Write out exactly the lines running from the line that includes "Where can the ceiling air" to the end of the data, both ends included, and nothing besides.

== Data for the task ==

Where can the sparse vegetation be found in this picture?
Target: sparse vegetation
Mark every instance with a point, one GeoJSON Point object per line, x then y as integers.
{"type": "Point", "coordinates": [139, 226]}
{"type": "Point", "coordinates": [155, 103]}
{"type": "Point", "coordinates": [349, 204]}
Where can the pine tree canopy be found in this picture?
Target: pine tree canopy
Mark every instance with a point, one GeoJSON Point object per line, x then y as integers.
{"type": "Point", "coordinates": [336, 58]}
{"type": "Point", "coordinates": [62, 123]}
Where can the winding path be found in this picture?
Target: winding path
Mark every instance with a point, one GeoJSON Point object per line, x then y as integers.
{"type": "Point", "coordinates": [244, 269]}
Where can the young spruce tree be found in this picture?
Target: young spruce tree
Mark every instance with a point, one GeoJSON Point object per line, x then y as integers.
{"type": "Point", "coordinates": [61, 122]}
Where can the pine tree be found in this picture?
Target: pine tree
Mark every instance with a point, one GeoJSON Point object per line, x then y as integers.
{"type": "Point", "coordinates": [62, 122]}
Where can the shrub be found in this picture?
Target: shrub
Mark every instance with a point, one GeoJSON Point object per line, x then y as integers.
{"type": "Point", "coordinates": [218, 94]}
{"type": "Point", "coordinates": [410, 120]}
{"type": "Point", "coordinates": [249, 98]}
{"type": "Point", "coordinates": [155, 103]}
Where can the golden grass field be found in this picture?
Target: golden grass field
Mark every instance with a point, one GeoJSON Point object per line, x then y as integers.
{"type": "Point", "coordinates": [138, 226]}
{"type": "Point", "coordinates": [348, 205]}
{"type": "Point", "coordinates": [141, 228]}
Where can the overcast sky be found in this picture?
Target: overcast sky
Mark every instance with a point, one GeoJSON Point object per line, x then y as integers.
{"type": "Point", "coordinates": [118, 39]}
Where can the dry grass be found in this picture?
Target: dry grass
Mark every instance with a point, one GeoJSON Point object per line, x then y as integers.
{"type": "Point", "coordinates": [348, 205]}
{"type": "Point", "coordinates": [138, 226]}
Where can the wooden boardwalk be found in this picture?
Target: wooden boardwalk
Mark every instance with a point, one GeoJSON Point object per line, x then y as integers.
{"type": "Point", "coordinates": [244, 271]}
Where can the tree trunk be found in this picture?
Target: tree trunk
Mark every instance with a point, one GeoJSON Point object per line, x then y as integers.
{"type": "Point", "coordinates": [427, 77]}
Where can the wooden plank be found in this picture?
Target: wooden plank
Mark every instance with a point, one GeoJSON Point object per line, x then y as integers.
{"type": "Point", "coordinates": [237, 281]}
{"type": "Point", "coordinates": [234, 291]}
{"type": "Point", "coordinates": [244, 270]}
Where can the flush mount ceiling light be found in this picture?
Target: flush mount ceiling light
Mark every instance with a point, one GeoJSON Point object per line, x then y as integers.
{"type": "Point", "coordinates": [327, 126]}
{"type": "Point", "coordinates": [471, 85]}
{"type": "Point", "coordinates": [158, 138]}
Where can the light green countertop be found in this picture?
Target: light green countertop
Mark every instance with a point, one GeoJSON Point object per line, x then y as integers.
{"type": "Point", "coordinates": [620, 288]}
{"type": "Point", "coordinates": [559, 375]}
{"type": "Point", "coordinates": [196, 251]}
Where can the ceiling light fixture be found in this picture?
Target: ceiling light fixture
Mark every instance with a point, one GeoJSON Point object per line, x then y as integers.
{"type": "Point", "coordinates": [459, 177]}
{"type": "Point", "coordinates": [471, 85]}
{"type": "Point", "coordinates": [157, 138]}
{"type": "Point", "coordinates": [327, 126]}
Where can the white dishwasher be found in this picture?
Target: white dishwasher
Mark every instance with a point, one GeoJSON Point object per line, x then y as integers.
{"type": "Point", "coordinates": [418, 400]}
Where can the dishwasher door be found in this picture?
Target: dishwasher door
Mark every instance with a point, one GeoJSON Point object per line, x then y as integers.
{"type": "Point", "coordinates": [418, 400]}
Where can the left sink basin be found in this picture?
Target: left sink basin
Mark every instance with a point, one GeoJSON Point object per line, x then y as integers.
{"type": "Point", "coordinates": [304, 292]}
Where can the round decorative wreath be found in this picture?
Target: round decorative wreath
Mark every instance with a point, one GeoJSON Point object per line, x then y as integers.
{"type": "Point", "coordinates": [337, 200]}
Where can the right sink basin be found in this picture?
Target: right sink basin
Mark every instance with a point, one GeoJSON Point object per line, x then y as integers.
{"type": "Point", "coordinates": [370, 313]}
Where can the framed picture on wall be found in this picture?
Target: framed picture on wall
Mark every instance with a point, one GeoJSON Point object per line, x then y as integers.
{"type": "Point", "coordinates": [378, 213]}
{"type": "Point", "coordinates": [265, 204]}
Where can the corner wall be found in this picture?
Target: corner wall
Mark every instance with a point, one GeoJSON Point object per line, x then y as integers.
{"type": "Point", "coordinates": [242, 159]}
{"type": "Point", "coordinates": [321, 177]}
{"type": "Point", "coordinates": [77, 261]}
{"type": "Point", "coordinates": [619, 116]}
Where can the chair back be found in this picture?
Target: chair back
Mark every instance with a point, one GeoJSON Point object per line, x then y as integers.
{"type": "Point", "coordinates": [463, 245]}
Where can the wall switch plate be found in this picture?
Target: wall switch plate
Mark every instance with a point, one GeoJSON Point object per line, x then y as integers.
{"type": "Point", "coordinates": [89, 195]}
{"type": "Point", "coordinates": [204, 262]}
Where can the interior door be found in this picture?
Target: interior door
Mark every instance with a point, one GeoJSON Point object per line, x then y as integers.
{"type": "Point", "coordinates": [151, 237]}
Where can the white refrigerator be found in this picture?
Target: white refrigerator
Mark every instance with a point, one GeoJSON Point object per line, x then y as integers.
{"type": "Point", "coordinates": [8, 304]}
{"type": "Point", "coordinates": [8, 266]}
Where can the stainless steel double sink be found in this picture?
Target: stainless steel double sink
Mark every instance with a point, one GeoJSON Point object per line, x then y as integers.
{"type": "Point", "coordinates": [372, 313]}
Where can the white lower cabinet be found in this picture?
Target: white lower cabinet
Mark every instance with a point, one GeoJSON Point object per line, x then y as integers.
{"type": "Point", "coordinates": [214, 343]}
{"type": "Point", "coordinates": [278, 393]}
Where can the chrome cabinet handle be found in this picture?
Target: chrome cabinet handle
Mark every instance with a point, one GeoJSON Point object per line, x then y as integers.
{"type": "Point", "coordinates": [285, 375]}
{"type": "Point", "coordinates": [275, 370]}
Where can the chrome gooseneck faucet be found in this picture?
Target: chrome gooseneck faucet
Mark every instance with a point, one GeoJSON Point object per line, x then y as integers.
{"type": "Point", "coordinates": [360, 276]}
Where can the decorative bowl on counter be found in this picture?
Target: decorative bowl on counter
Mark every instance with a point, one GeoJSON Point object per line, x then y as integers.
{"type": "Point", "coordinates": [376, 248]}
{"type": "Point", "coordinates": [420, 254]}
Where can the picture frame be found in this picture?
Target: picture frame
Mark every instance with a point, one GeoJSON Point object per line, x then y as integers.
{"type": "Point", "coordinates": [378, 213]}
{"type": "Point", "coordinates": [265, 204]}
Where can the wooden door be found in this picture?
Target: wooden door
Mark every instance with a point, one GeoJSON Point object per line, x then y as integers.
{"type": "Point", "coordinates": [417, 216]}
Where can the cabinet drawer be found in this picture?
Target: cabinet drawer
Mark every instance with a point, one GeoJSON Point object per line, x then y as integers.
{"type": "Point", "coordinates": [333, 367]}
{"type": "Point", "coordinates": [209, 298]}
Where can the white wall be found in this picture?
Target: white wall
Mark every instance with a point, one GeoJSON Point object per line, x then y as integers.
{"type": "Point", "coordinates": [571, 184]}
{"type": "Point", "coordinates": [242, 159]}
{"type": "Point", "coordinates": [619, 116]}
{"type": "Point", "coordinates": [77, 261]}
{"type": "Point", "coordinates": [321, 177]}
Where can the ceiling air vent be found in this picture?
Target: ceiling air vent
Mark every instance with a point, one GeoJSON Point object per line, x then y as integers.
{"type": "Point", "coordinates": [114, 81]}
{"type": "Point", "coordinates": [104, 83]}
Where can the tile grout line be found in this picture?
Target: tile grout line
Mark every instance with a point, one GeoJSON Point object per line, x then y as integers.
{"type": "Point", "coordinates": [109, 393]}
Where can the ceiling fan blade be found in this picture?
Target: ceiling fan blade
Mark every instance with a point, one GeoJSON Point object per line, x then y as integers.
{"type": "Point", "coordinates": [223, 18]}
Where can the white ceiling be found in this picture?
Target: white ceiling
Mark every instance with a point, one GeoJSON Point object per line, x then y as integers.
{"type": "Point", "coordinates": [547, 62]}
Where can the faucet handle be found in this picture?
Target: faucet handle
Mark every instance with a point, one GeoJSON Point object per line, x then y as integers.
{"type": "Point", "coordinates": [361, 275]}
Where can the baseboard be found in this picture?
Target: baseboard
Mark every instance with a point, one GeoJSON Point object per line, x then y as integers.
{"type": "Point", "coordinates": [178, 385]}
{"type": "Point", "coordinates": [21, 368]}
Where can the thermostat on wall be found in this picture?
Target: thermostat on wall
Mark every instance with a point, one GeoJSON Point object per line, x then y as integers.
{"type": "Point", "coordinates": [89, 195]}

===

Correct result >>
Where can the ceiling air vent be found in this picture?
Target: ceiling air vent
Mark every instance with a point, one GeoJSON Point object per line, x then y as integers.
{"type": "Point", "coordinates": [114, 81]}
{"type": "Point", "coordinates": [104, 83]}
Where can the tile grout line be found in this picture?
Target: tile grout line
Mark every instance with a point, one GeoJSON Point object per line, x then y as integers.
{"type": "Point", "coordinates": [109, 393]}
Where can the ceiling fan blade be found in this picture?
Target: ceiling fan blade
Mark every instance with a point, one GeoJSON Point object per line, x then y as integers.
{"type": "Point", "coordinates": [223, 18]}
Where can the white ceiling be found in this picture?
Target: white ceiling
Mark every instance with a point, one GeoJSON Point object per line, x then y as integers.
{"type": "Point", "coordinates": [547, 62]}
Where can the faucet handle be found in this picture?
Target: faucet handle
Mark every instance with a point, one GeoJSON Point object per line, x then y as integers.
{"type": "Point", "coordinates": [361, 275]}
Where can the baseboard be found in this picture?
Target: baseboard
Mark every instance with a point, one GeoJSON Point object per line, x then y as integers.
{"type": "Point", "coordinates": [178, 385]}
{"type": "Point", "coordinates": [21, 368]}
Where can the thermostat on wall be found in this picture?
Target: thermostat on wall
Mark every instance with a point, one GeoJSON Point object per line, x then y as integers.
{"type": "Point", "coordinates": [89, 195]}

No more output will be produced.